> _Instructions_
a. From the growth chart post, condense the paragraph beginning "I’ve been meaning to put together" while keeping its main facts.
b. Transfer everything in the records from the line containing "Objective — one point per instance of the black" down to the line containing "[[241, 204]]", requests included, and reduce every coordinate in the answers by 40.

Earlier this year, I started working on a makeover in my best friend, Parisa’s, daughter’s room. Her name is Darya – she’s about to be 10 and was ready for a fresh look in her room. We kicked things off with some board & batten and the most beautiful wallpaper. We’re getting ready to finish up a few projects in there and call her room done, but first there’s been a lingering project on my to-do list ever since we did these first couple of projects.
Remember how I found this behind the door in Darya’s room?
My heart literally ached to paint over all of those sweet markings and memories. I couldn’t just sit back and watch all that get painted away, so before I started painting I took a minute to jot down all of the measurements.
I’ve been meaning to put together a wooden growth chart for them for months now, but it kept getting pushed back. But, her younger daughter Dylan’s birthday was last week and I was determined to get the growth chart done in time for her to be measured on her birthday!
I love having a wooden growth chart like this over just marking things on the wall – we’ve had our growth chart since our first house! It’s been hung in a place of honor in every house we’ve lived in, and I would have been heartbroken if we’d had to leave behind markings on a wall or door frame in our first house.
This is a project I’ve already covered in detail here on the blog (see the original tutorial here!), but it’s been a while so I figured it was worth a little update.
But first? Here’s how it looks hanging in Parisa’s play room:
So much better than a few pencil markings hiding behind a door, no?!
how to make a diy wooden growth chart
- (1) 12×6 board (I just used pine, you could use something nicer if you’d like!)

> _Given information_
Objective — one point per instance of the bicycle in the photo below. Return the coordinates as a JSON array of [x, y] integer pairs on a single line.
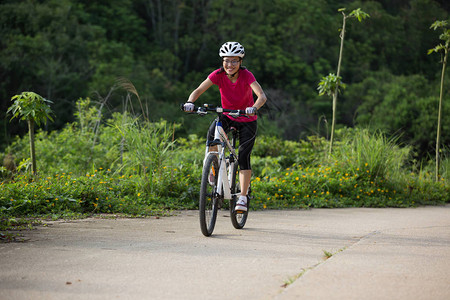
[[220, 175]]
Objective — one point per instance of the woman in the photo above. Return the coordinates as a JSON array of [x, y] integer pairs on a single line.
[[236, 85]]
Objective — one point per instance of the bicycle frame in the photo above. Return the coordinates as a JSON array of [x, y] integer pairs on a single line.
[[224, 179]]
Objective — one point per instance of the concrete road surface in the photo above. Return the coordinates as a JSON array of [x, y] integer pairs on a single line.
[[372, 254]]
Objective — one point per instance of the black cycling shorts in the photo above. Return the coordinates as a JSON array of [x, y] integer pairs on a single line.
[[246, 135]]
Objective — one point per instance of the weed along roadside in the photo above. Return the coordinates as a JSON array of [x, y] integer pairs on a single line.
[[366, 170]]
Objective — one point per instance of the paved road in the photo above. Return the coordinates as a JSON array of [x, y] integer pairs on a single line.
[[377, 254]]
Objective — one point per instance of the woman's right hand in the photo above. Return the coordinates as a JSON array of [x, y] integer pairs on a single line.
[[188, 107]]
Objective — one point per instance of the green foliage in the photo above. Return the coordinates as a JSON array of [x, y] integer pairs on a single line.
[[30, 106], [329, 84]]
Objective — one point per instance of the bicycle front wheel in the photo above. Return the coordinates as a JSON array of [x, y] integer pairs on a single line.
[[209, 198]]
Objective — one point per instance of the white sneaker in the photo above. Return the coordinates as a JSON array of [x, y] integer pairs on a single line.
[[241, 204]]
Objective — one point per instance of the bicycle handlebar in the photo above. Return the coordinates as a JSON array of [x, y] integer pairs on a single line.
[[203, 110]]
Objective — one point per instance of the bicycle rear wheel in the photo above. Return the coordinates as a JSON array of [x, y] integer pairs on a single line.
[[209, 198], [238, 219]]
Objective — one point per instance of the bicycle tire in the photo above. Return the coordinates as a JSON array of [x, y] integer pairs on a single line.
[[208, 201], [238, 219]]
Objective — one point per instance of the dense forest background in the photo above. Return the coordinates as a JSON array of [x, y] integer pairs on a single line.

> _The replies_
a. I’d meant to make them a wooden growth chart for months, but it kept getting delayed. Since her younger daughter Dylan’s birthday was last week, I was determined to finish it in time for her to be measured on her birthday.

b.
Objective — one point per instance of the black cycling shorts in the photo above. Return the coordinates as a JSON array of [x, y] integer pairs on a single line.
[[206, 95]]
Objective — one point per instance of the weed along roadside in the photo above. Return the coordinates as a JSON array of [x, y] integer pairs on a single line.
[[326, 130]]
Objective — one point per instance of the paved road in the photo above. Return the coordinates as a JSON array of [x, y] integer pairs on a single line.
[[337, 214]]
Objective — one point per instance of the woman's right hand in the photo above. Return the coordinates as a JSON array of [x, y] integer pairs on a single line.
[[148, 67]]
Objective — one point per instance of the green foliage in the photo above. Return the coordinates as a JSON array of [x, y] integer pairs on a single line.
[[-10, 66], [289, 44]]
Objective — one point per instance of the bicycle front wheel in the photo above. Return the coordinates as a JSON array of [x, y] integer pairs on a single line.
[[169, 158]]
Objective — one point per instance of the white sneaker in the photo above. Return the coordinates as a JSON array of [x, y] integer pairs on a single line.
[[201, 164]]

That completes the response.